▶ Problem
Make an exact copy of the entries below with the pictures removed.

▶ Referring expression pointing data
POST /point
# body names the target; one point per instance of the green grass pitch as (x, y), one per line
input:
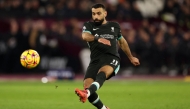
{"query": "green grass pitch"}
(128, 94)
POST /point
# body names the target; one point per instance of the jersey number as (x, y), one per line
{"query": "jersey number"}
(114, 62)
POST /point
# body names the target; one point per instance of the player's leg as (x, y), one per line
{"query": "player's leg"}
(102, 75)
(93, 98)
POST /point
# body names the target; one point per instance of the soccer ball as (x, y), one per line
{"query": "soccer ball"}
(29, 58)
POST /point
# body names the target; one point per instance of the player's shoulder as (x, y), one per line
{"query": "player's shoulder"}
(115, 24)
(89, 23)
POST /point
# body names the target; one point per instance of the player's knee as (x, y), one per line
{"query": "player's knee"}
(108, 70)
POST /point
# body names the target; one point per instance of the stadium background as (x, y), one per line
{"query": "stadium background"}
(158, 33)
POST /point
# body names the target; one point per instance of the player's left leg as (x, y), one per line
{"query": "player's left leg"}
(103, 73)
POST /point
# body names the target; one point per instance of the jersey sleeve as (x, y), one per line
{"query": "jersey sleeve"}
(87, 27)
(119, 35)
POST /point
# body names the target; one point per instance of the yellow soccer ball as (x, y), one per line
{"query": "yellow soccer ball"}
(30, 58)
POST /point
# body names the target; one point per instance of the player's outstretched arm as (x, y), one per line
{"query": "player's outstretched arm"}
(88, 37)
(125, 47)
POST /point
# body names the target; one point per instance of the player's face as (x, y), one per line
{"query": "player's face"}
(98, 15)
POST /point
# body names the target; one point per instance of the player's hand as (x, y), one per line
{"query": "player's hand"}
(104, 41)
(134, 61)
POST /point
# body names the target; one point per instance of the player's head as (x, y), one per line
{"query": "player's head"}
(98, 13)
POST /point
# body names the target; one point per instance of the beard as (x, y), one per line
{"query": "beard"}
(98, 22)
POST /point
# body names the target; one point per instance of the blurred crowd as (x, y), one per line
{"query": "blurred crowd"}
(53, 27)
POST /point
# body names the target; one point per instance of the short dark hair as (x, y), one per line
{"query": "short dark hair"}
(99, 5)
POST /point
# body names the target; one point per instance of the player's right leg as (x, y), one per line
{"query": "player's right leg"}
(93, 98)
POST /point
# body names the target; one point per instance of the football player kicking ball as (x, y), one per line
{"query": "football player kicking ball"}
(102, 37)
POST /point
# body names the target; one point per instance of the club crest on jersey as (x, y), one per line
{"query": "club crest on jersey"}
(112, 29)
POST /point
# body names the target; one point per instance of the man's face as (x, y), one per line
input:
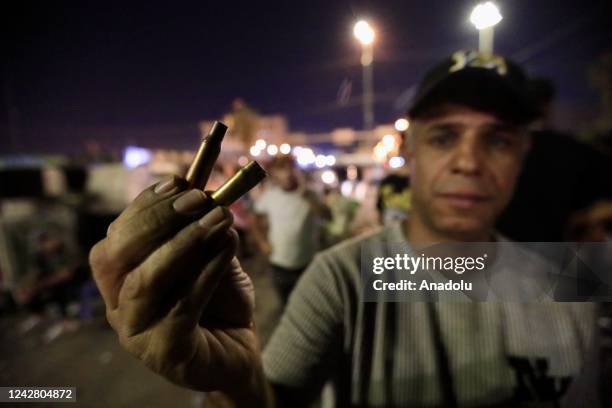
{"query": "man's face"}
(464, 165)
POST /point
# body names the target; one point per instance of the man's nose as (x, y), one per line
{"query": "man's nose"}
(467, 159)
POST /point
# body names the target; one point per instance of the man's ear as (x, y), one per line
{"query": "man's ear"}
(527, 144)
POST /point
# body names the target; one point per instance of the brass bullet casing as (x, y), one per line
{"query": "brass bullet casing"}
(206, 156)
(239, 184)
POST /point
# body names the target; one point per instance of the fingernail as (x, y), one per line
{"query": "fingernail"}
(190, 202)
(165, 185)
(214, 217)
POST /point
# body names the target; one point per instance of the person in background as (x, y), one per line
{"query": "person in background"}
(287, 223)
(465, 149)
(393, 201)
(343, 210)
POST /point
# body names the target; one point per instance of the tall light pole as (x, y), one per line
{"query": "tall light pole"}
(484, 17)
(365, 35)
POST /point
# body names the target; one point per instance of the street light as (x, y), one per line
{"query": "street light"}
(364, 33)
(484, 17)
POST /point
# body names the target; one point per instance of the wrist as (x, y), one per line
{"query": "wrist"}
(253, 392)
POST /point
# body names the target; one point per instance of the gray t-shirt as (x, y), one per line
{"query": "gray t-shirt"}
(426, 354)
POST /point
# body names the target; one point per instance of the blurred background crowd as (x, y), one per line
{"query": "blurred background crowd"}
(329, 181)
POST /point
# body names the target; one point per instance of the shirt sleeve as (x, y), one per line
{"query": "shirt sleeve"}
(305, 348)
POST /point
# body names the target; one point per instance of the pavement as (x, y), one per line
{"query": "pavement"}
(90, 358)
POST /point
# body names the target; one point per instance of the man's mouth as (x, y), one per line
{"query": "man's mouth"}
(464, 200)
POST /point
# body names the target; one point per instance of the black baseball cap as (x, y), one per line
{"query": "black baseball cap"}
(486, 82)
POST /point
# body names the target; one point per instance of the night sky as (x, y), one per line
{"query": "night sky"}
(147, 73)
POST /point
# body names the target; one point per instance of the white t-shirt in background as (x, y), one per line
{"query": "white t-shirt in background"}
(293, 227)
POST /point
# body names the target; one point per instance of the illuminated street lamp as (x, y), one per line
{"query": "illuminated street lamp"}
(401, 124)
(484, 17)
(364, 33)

▶ Answer to this task
POST /point
# body names the target; one point per instance of the green grass pitch as (x, y), one per line
input:
{"query": "green grass pitch"}
(128, 94)
POST /point
# body names the target; one point per instance of the jersey number as (x, y), one per line
{"query": "jersey number"}
(114, 62)
POST /point
# body names the target; one point per instance of the player's leg as (x, y), one per line
{"query": "player's leg"}
(102, 75)
(93, 98)
POST /point
# body names the target; one point per instance of the soccer ball as (x, y), one per line
{"query": "soccer ball"}
(29, 58)
POST /point
# body names the target; one point per instance of the player's shoulder as (x, y), one per line
{"query": "player's shoulder"}
(115, 24)
(89, 23)
POST /point
# body names the target; one point per instance of the player's knee as (x, y), one per line
{"query": "player's knee"}
(108, 70)
POST /point
# body names the target; one point per instance of the stadium background as (x, y), one per line
{"query": "stadium background"}
(158, 33)
POST /point
# body names the target; one point per instance of the player's left leg as (x, y), one per line
{"query": "player's left leg"}
(103, 73)
POST /point
# body names the target; one point per instance of the jersey sleeve as (x, y), one per line
{"query": "jersey sleeve"}
(87, 27)
(119, 35)
POST /point
# body names the target; one point per instance of the yellow soccer ball as (x, y), one per line
{"query": "yellow soccer ball"}
(30, 58)
POST /point
# body names the target; one point per instance of the player's outstretched arm as (x, y), one per line
{"query": "player's outstretched arm"}
(88, 37)
(125, 47)
POST /point
# body names the target; one point per instance of the player's face as (x, y), one per line
{"query": "player's face"}
(98, 15)
POST /point
# body names the target; one point per instance of the player's hand as (x, y), one per line
{"query": "player's hand"}
(104, 41)
(134, 61)
POST /point
# body names the target; one point per instance of the player's head as (x, y), one per line
{"query": "player's head"}
(98, 13)
POST /point
# body names the target; one point per instance of the beard as (x, y), one per line
{"query": "beard"}
(98, 22)
POST /point
# body names the target; one point per instance of the blurred crowd as (x, y), one per line
{"query": "blurred crowd"}
(53, 27)
POST /point
# body names the target; one point per instance of the short dark hair as (x, y), one per line
{"query": "short dark hair"}
(99, 5)
POST /point
# body names the target; one point per instance of the player's right leg as (x, y), one per line
{"query": "player's right leg"}
(93, 98)
POST /point
# body names the target; one point per instance of the football player kicking ball as (x, y), one per line
{"query": "football player kicking ball"}
(102, 37)
POST /point
# body names the target; one point per instance of the club crest on jersey as (x, y), one per line
{"query": "club crest on jersey"}
(112, 29)
POST /point
# body names the target; one point per instance of the man's face as (x, y), one per line
input:
{"query": "man's face"}
(464, 165)
POST /point
# body names the target; one point per instance of the man's nose as (x, y), one per line
{"query": "man's nose"}
(467, 159)
POST /point
# body names the target; one point per instance of the man's ear as (x, y), one per line
{"query": "man's ear"}
(527, 144)
POST /point
# body names the target; one point per instance of the brass bullet casing as (x, y), one per line
{"query": "brass bullet casing"}
(206, 156)
(239, 184)
POST /point
# body names the target; one point per instance of the fingernail as (x, y), one per line
{"query": "fingernail"}
(190, 202)
(165, 185)
(214, 217)
POST /point
# body names the target; one point per instance of the person in background as (x, y), one per line
{"query": "person in background"}
(287, 223)
(465, 149)
(393, 201)
(343, 210)
POST /point
# body names the target; one point per instance of the tall light pole as (x, y), one per line
{"query": "tall light pole"}
(484, 17)
(365, 35)
POST /point
# body names the target; one point per instance of the street light as (x, y), one per line
{"query": "street light"}
(364, 33)
(484, 17)
POST /point
# body names the target; one point per instance of the wrist as (x, y), one per line
{"query": "wrist"}
(253, 392)
POST /point
# body names the target; one point per instance of the gray t-shirt as (x, y), one per line
{"query": "gray t-shirt"}
(426, 354)
POST /point
# body names the target; one point per instance of the blurred background crowd as (x, y), one per line
{"query": "blurred background crowd"}
(329, 181)
POST /point
# body names the target; one point per instance of the shirt sleeve as (x, y), one per line
{"query": "shirt sleeve"}
(305, 348)
POST /point
# body names the target; one point per instance of the pavement as (x, y), one per line
{"query": "pavement"}
(90, 358)
POST /point
# body names the target; one point per instance of the man's mouth as (x, y), one per line
{"query": "man's mouth"}
(464, 200)
POST /point
# body names the target; one point per instance of the black baseball cap as (x, y), one per line
{"query": "black baseball cap"}
(486, 82)
POST /point
# body names the target; one point per instance of the night sky as (x, y), one per line
{"query": "night sky"}
(147, 73)
POST /point
# body names the target; one point per instance of the white t-shirt in background as (x, y), one per line
{"query": "white t-shirt in background"}
(293, 227)
POST /point
# body names the target; one point per instance of the illuminated street lamp as (x, y), one per line
{"query": "illuminated street lamp"}
(401, 124)
(484, 17)
(364, 33)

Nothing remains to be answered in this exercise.